··· BACAAN

Tangse, Awal dari Kesangsian



Selama ini aku selalu penasaran dengan asal-usul tanah kelahiranku, Tangse. Mengetahui  sejarah berdirinya suatu tempat membuatku semakin mengenal daerah tersebut. Namun, sampai umurku hampir menginjak 22 tahun, aku tidak tahu sejarah tempatku menghabiskan masa-masa kecilku. Mungkin kalau ditanya tentang sejarah lahirnya Kabupaten Pidie, Aceh, bahkan Indonesia dengan mudah aku bisa menjawabnya. Karena semuanya itu telah terangkum dalam berbagai buku dan banyak narasumber yang dapat dijadikan tempat bertanya. Sedangkan Tangse?

“Orang-orang yang tahu sejarah berdirinya Tangse kebanyakan sudah meninggal,” jelas mamaku, “Dulu kakekmu, Teuku Kali Mansur, termasuk orang yang sangat mahir dalam hal ini. Namun ketika beliau masih hidup, mama tidak pernah menanyakan tentang ini kepadanya.  Jadi, mama tidak tahu banyak,” tambahnya.

Lalu pada suatu sore, mamaku menyuruhku untuk segera berkemas, “Kita akan ke rumah Abuwa (paman) Min. Dia tahu banyak tentang sejarah. Dulu kakekmu sering bercerita padanya.”

Maka langsung saja kuturuti perintah mama. Aku benar-benar tidak menyangka ternyata mama begitu peduli tentang keingintahuanku. Padahal, aku tidak memintanya untuk mencari orang yang bisa menjawab pertanyaan ini. Tapi mama, wanita kebanggaanku itu tidak ingin keingintahuanku luruh karena ketidaktahuannya.

Lalu pergilah kami ke rumah Abuwa Min yang terletak sekitar dua ratus meter dari rumah. Lelaki paro baya itu sedang bersila di atas lantai yang beralaskan tikar sambil menyeruput sebatang rokok. Keluargaku lumayan dekat dengannya. Namun ketika papa meninggal,   aku dan adik sudah kuliah di Banda Aceh, dan  mama yang juga sering di rumah kakaknya, Nyakwa (Bibi) Meulu  membuat kami jarang bersilaturrahmi ke rumahnya.
“Ayo masuk-masuk,” ucapnya dalam Bahasa Aceh dengan wajah begitu sumringah.
Lalu mama pun menyampaikan tentang keingintahuanku.
“Untuk apa? Wah, Abuwa sudah lama tidak bercerita tentang Tangse, Nak. Tak ada yang tanya,” papar lelaki itu sambil terkekeh-kekeh.
“Ya pingin tau aja, Abuwa. Masa orang Tangse ngga tau tentang Tangse. Malu-maluin lah, Abuwa,” balasku dan diiringi derai tawa mama dan abuwa.

······
··· DAFTAR ITEM

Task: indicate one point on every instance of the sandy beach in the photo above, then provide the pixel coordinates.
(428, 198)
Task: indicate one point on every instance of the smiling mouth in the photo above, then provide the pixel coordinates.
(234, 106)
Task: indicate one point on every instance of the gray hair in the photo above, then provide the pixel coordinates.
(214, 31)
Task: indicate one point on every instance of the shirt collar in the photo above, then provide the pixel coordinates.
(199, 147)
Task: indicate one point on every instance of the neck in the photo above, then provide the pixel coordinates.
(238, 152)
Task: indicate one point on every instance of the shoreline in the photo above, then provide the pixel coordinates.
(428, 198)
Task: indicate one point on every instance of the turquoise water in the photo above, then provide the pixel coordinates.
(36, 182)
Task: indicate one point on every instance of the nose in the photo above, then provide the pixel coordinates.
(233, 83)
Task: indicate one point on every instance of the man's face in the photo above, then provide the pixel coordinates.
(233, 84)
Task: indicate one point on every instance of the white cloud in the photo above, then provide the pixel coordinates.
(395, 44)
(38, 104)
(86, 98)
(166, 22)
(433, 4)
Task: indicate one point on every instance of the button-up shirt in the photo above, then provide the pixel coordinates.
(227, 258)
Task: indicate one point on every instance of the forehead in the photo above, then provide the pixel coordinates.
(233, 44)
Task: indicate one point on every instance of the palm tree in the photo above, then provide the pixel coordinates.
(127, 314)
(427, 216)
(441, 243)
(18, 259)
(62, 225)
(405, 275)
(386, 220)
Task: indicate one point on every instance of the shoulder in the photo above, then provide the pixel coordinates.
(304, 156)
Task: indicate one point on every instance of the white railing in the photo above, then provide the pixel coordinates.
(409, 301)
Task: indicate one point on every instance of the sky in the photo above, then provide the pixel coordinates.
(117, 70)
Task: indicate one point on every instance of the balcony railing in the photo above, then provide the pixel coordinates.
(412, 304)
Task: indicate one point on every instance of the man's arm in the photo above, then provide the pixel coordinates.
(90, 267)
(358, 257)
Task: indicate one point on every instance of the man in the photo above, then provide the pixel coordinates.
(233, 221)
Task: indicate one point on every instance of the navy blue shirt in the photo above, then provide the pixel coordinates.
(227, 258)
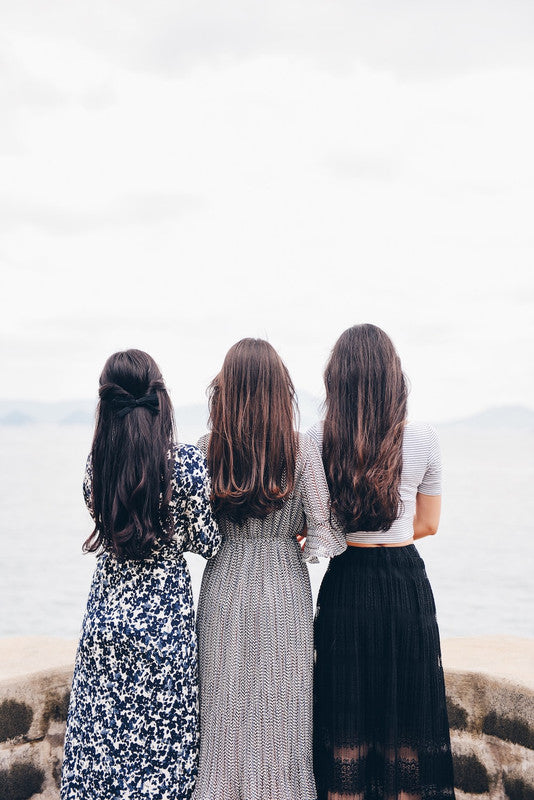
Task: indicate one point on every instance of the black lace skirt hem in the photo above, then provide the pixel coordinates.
(380, 717)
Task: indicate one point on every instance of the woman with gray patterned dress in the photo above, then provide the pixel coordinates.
(255, 615)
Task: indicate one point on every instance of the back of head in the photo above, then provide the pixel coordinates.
(131, 471)
(252, 449)
(366, 397)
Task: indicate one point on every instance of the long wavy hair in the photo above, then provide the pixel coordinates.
(131, 487)
(366, 397)
(252, 447)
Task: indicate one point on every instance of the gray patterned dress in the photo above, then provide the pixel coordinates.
(255, 632)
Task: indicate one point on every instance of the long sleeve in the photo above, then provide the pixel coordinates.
(199, 527)
(324, 537)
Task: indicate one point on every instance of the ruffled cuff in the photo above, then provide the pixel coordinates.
(321, 544)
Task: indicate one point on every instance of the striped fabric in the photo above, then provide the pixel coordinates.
(421, 472)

······

> TUGAS
Dalam cerita tentang Tangse, berapa kira-kira jarak rumah Abuwa Min dari rumah?

> JAWABAN
Sekitar dua ratus meter.